BRANO DI PARTENZA →
- - -
Reazionario e cinico, ma non per questo privo di umorismo, Charles-Maurice de Talleyrand-Périgord, nella sua vita è stato un po’ tutto: nobile per nascita, politico per vocazione, diplomatico e vescovo (poi dismesso) per convenienza; a scelta: camaleonte o realista: serve la monarchia di Luigi XVI, ma anche la Rivoluzione francese; ne esce indenne, e lo troviamo al seguito dell’imperatore Napoleone; dopo la sua caduta, alla corte di Luigi XVIII, e Gran Ciambellano sotto Carlo X, ambasciatore di Luigi Filippo I. Con l’austriaco conte Klemens Wenzel von Metternich, l’artefice di quella Yalta ante litteram che fu il Congresso di Vienna: quando le super-potenze di allora, scampato il pericolo del ciclone napoleonico, si accordano per spartirsi l’Europa e quella parte di mondo che dall’Europa si controllava.
Tanto lavoro, quello di Talleyrand, e lui viene ricordato soprattutto per una frase: “surtout pas de zèle”, “soprattutto niente zelo”, pare rivolta ai suoi impiegati del ministero degli Esteri: esecutori dei suoi ordini, va bene, ma senza prendere personali iniziative per compiacerlo.
Senza precipitare nel cinismo e nella spregiudicatezza del suo autore, la raccomandazione di non peccare in eccesso di zelo è sempre da tenere a memoria. In automatico – una sorta di pavloviano riflesso – ecco tornare questo ammonimento, dopo aver letto un lungo e dotto articolo di Gianni Riotta, pubblicato su “Repubblica”.
- - -
RIGHE DI DATI →
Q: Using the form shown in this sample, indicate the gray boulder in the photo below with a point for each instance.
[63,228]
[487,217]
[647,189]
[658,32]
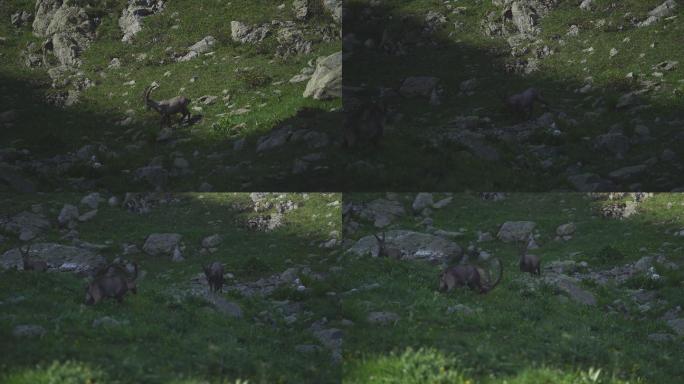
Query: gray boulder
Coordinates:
[326,81]
[212,241]
[68,213]
[161,243]
[414,246]
[247,34]
[130,21]
[423,200]
[27,225]
[382,318]
[515,230]
[65,258]
[422,86]
[28,330]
- - -
CONSEGNA 1 → Ricopia parola per parola il brano su Talleyrand da "Tanto lavoro, quello" a "iniziative per compiacerlo.".
CONSEGNA 2 → Elenca tutti i sovrani sotto cui, secondo il brano su Talleyrand, lui ha servito o ha avuto un incarico.
CONSEGNA 3 →
Rispondi in breve a queste domande sul brano su Talleyrand:
(a) Con quale conte austriaco Talleyrand fu artefice del Congresso di Vienna?
(b) Qual è la frase francese per cui Talleyrand viene ricordato soprattutto?
(c) Su quale giornale è uscito l'articolo di Gianni Riotta?

RISULTATO 1 →
Tanto lavoro, quello di Talleyrand, e lui viene ricordato soprattutto per una frase: “surtout pas de zèle”, “soprattutto niente zelo”, pare rivolta ai suoi impiegati del ministero degli Esteri: esecutori dei suoi ordini, va bene, ma senza prendere personali iniziative per compiacerlo.

RISULTATO 2 →
Luigi XVI
Napoleone
Luigi XVIII
Carlo X
Luigi Filippo I

RISULTATO 3 →
(a) Klemens Wenzel von Metternich
(b) "surtout pas de zèle"
(c) "Repubblica"